# WORK TO DO:
Nothing but the lines from the one containing "point: soil |" to the end of the data should be returned, each exactly as written.

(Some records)
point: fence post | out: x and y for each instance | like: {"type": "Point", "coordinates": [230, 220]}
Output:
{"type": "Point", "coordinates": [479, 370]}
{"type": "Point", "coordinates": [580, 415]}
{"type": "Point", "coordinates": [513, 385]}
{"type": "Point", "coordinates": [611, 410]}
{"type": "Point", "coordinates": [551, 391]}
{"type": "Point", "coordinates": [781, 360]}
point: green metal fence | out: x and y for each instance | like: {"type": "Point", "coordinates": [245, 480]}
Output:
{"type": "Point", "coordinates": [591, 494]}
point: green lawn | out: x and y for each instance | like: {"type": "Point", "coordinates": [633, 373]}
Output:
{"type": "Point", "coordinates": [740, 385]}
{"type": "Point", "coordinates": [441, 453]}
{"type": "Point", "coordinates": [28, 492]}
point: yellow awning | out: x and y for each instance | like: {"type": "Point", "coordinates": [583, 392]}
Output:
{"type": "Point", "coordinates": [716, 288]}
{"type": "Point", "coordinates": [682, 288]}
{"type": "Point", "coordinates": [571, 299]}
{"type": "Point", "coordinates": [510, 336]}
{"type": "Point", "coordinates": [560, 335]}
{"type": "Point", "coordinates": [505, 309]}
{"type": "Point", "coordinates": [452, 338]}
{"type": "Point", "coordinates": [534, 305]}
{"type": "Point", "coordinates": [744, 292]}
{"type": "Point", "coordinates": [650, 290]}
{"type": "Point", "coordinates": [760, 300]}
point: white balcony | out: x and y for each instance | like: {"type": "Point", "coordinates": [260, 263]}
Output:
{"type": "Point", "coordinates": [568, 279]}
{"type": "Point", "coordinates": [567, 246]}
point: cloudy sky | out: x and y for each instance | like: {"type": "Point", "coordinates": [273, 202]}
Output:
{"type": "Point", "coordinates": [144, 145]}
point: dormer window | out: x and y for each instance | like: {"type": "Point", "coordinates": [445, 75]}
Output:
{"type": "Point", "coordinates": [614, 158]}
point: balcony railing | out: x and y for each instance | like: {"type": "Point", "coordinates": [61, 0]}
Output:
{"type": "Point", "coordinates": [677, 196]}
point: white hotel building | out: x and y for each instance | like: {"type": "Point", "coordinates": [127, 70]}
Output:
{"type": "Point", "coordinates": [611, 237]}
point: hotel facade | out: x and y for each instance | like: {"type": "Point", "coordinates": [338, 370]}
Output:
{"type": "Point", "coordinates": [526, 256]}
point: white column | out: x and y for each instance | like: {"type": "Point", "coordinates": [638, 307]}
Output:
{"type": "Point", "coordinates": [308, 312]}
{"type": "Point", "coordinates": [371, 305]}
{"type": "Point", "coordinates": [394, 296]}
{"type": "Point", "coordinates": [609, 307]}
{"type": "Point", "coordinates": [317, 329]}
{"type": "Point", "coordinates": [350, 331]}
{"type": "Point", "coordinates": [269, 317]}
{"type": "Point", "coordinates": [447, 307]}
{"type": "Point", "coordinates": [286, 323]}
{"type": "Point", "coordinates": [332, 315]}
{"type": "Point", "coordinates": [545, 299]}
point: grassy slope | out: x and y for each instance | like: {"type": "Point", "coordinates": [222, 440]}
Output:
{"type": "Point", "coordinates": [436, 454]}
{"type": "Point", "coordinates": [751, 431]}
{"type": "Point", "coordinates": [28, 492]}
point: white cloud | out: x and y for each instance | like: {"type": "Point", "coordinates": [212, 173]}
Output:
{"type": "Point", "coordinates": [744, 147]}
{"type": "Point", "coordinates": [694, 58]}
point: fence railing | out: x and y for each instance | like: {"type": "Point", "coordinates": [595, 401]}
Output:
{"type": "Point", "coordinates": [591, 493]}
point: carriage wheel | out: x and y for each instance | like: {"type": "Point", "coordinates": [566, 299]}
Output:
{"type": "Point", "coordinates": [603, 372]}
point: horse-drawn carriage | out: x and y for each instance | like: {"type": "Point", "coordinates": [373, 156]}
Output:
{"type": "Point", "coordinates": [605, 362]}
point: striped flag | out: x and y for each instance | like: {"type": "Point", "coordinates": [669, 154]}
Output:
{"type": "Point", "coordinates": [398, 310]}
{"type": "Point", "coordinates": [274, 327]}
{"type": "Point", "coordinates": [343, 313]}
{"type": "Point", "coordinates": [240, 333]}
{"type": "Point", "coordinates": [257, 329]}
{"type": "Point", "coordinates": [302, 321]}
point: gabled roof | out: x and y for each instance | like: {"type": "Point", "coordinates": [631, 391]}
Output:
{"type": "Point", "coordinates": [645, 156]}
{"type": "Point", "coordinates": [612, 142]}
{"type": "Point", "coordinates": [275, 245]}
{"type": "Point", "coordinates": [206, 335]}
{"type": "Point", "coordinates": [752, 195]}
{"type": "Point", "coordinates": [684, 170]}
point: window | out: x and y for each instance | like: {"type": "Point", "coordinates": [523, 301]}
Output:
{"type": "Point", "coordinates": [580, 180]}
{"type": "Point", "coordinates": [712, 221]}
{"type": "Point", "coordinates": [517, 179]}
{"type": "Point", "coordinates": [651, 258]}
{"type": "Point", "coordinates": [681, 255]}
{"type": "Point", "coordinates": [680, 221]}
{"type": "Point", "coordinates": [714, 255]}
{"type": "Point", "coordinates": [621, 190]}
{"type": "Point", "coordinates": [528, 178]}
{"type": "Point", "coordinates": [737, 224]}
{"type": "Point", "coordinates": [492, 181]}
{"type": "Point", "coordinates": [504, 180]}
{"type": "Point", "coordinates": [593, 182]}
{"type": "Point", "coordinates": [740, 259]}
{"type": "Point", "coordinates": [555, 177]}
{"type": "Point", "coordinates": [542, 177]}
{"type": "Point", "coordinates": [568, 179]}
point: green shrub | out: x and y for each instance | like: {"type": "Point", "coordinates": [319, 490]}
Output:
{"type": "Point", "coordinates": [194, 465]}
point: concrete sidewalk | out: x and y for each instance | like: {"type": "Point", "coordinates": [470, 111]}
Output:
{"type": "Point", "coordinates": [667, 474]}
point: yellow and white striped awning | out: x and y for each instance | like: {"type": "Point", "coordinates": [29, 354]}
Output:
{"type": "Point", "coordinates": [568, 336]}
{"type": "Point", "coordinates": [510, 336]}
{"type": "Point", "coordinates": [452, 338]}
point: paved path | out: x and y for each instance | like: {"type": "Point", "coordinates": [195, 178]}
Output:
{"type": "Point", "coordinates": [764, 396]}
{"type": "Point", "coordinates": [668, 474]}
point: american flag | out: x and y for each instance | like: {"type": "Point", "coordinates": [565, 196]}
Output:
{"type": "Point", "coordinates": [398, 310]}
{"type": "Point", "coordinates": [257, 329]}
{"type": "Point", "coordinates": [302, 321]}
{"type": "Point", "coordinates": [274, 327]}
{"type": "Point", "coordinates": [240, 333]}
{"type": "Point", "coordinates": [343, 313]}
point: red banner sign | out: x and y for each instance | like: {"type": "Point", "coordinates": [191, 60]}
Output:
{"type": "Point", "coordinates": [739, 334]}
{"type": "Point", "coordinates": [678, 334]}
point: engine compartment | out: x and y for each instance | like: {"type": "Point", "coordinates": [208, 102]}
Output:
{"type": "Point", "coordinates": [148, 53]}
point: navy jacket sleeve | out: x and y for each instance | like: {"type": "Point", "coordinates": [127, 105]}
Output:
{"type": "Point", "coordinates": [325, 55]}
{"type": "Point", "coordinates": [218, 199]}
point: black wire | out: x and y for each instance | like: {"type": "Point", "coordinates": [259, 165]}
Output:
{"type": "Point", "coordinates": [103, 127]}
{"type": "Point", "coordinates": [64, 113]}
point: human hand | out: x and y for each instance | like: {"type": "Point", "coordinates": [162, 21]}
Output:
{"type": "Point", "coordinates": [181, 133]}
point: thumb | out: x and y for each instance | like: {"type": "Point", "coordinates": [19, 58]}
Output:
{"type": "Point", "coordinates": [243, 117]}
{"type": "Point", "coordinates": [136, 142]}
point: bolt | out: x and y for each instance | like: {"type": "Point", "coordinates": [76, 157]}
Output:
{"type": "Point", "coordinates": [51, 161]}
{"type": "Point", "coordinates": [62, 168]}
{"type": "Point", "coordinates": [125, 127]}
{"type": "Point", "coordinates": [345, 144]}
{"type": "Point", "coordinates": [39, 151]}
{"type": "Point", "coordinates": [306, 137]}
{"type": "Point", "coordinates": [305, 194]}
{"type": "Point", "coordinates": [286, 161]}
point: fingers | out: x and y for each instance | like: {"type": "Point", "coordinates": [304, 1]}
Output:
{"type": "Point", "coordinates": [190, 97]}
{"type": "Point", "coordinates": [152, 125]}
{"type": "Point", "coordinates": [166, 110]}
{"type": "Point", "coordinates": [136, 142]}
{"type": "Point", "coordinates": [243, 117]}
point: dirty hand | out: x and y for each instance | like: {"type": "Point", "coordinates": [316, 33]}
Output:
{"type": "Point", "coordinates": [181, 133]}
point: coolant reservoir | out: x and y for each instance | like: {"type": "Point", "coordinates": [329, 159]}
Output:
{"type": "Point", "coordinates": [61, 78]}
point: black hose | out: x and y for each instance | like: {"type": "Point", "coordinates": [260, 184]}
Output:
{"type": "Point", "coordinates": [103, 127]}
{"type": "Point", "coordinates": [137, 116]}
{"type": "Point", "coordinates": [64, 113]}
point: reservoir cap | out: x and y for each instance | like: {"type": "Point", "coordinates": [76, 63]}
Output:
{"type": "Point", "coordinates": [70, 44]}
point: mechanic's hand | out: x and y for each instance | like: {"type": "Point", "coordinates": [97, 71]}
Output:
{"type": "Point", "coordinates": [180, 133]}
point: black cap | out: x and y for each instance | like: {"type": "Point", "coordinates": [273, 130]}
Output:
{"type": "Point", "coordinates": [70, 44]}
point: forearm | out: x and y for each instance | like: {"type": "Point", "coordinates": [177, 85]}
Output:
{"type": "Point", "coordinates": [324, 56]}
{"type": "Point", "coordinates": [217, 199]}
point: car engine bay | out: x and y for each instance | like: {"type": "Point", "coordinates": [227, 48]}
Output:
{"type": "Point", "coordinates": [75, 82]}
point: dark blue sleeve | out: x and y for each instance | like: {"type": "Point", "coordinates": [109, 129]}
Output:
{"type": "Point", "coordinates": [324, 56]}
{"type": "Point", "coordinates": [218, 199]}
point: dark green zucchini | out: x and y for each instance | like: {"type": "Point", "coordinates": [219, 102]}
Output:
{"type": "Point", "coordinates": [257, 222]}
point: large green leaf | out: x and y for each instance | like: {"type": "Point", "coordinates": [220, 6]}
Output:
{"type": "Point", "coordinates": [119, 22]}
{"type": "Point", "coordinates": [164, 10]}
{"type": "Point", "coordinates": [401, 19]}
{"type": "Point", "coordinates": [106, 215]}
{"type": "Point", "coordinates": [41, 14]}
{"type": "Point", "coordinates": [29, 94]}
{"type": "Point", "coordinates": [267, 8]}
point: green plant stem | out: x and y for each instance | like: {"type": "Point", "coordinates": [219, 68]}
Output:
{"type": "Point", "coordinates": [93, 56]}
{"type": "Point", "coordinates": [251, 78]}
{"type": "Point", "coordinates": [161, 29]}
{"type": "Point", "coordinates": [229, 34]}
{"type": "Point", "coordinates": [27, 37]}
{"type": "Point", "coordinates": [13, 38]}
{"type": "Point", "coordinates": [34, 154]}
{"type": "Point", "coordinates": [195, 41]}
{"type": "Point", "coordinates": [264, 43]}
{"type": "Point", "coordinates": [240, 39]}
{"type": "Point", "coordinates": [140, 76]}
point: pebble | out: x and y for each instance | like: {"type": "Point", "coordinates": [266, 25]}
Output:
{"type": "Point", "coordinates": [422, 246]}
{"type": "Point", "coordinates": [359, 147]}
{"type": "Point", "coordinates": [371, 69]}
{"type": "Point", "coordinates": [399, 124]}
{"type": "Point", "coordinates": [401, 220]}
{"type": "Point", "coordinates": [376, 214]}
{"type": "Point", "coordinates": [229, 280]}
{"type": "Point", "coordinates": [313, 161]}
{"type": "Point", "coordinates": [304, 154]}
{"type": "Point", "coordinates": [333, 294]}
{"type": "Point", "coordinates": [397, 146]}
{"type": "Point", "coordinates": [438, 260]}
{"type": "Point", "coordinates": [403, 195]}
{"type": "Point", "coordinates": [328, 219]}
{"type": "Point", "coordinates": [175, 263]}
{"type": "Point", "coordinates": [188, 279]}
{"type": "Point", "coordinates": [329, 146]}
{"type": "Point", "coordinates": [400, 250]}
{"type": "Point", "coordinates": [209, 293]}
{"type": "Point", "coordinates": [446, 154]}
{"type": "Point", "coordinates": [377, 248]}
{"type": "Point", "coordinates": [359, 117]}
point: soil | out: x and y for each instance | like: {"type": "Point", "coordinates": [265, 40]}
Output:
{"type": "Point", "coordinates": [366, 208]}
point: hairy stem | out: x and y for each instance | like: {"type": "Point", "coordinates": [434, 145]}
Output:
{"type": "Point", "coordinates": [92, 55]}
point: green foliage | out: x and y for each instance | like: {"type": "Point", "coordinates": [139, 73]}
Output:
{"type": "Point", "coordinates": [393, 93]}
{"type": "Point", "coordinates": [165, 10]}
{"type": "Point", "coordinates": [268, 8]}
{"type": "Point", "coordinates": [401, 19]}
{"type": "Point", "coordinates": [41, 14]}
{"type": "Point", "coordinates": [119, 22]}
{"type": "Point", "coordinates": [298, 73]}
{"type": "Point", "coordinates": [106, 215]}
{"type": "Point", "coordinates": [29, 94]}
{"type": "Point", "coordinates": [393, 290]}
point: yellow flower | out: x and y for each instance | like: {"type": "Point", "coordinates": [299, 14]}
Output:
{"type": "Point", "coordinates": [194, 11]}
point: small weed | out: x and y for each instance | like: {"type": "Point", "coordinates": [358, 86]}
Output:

# EXERCISE RESULT:
point: soil | out: x and y for each instance | like: {"type": "Point", "coordinates": [265, 40]}
Output:
{"type": "Point", "coordinates": [366, 208]}
point: hairy stem | out: x and y for each instance | like: {"type": "Point", "coordinates": [434, 145]}
Output:
{"type": "Point", "coordinates": [92, 55]}
point: green foliage | out: x and y for each instance | like: {"type": "Point", "coordinates": [139, 73]}
Output:
{"type": "Point", "coordinates": [393, 93]}
{"type": "Point", "coordinates": [165, 10]}
{"type": "Point", "coordinates": [268, 8]}
{"type": "Point", "coordinates": [401, 19]}
{"type": "Point", "coordinates": [41, 14]}
{"type": "Point", "coordinates": [119, 22]}
{"type": "Point", "coordinates": [298, 73]}
{"type": "Point", "coordinates": [106, 215]}
{"type": "Point", "coordinates": [29, 94]}
{"type": "Point", "coordinates": [393, 290]}
point: yellow flower | out: x and y for each instance | like: {"type": "Point", "coordinates": [299, 14]}
Output:
{"type": "Point", "coordinates": [194, 11]}
point: small weed | out: x and y for each instance | like: {"type": "Point", "coordinates": [358, 86]}
Output:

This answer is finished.